- Requirement 1
Please copy the entries, starting with the first one and going on through the line with "631, 8, 653, 84", swapping "night-vision" for "infrared" and leaving all else as it is.
- Requirement 2
Write the next part of the forum post about the closed Holt Farm Primary School, picking up after its last sentence.

- Text to read
»»

# Holt Farm Primary School, Halesowen, March 2014



## TranKmasT (Mar 30, 2014)

Big thanks to *Dinosaur* for pointing this out to me. Couldn't find any history on the place, just that it was closed in 2006 and local residents want knocked down. Shame I didn't find out about it a few years earlier. 




> Halesowen North Labour candidate Hilary Bills said the Holt Road building was an eyesore for residents and had become a haven for anti-social behaviour including drug taking.
> 
> She said community groups were “crying out” facilities, yet organisations like the Asian Elders had been refused permission to use the former school, which closed in 2006.






> Mrs Bills, a former teacher at the school, said it was “very sad” to see it boarded up and the playground overgrown with weeds.
> 
> She added that yobs had kicked in the doors to a block of about eight garages in Stewart Road and were also using them for drug taking and drinking.
> 
> Councillor Tim Wright, cabinet member for human resources, law and governance, remained tight-lipped on the future of the school site, saying only that informal discussions were ongoing with developers concerning the school site, “as part of wider, commercially sensitive issues,” but it will not be placed on the market at this stage.



*Call for action over Halesowen eyesores (From Halesowen News)​*



*Anyway, for all you peely paint fetichists out there........​*



Couldn't get a decent shot of the frontage as guarded by a massive unkept hedge and heras fencing. A shot from the back.

««

- Records for the task
»»

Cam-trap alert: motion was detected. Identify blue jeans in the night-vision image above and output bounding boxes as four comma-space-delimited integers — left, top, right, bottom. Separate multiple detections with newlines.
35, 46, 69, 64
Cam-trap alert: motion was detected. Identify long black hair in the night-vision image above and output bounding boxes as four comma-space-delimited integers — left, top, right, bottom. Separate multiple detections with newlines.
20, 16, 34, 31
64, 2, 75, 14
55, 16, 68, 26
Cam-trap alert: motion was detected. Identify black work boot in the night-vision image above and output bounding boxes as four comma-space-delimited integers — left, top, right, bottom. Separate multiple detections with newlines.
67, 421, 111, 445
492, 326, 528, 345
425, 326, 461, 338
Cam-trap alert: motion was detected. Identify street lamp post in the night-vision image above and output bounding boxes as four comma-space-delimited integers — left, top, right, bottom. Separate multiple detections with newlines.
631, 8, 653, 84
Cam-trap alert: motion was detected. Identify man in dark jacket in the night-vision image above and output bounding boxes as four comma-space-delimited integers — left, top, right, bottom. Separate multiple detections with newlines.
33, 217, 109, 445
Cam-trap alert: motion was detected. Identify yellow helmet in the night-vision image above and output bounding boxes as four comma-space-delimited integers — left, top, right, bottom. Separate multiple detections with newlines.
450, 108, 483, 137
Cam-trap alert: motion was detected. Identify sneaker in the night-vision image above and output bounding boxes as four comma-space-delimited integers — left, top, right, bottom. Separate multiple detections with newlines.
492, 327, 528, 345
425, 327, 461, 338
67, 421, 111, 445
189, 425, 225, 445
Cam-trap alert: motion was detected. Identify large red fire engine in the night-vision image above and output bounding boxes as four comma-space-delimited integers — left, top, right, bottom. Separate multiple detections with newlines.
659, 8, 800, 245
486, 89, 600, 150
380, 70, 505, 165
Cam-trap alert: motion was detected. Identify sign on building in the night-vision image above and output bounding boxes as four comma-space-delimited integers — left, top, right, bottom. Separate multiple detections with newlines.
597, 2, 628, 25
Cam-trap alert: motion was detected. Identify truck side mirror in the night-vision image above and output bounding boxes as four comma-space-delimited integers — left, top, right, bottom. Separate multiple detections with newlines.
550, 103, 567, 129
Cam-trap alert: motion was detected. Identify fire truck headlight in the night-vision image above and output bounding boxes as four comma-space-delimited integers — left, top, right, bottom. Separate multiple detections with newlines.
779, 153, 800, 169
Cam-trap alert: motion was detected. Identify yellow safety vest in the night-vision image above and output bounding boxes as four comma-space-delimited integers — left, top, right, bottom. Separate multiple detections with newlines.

««

- Exercise output 1
Cam-trap alert: motion was detected. Identify blue jeans in the infrared image above and output bounding boxes as four comma-space-delimited integers — left, top, right, bottom. Separate multiple detections with newlines.
35, 46, 69, 64
Cam-trap alert: motion was detected. Identify long black hair in the infrared image above and output bounding boxes as four comma-space-delimited integers — left, top, right, bottom. Separate multiple detections with newlines.
20, 16, 34, 31
64, 2, 75, 14
55, 16, 68, 26
Cam-trap alert: motion was detected. Identify black work boot in the infrared image above and output bounding boxes as four comma-space-delimited integers — left, top, right, bottom. Separate multiple detections with newlines.
67, 421, 111, 445
492, 326, 528, 345
425, 326, 461, 338
Cam-trap alert: motion was detected. Identify street lamp post in the infrared image above and output bounding boxes as four comma-space-delimited integers — left, top, right, bottom. Separate multiple detections with newlines.
631, 8, 653, 84

- Exercise output 2
​


----------



## perjury saint (Mar 30, 2014)

*Plenty Peelage... NICE!! *


----------



## flyboys90 (Mar 31, 2014)

Nice find thanks for sharing.


----------



## UrbanX (Mar 31, 2014)

Corr! Right up my street  
Looks a nice explore, and great pics as usual!


----------



## scottishbob (Mar 31, 2014)

Great peeling right there. 

And isn't that a particularly nice expressive range of graffiti (grr to local scrotes)


----------



## chazman (Apr 1, 2014)

well done. i bet sophie wouldnt like to see it now though.


----------



## TranKmasT (Apr 1, 2014)

Thanks for the comments.



scottishbob said:


> .......And isn't that a particularly nice expressive range of graffiti (grr to local scrotes)



I still find it hard to stifle a snigger when you see big comedy cock and balls.


----------



## callytx (Apr 20, 2014)

Nice shots!


----------



## Caine33 (Apr 20, 2014)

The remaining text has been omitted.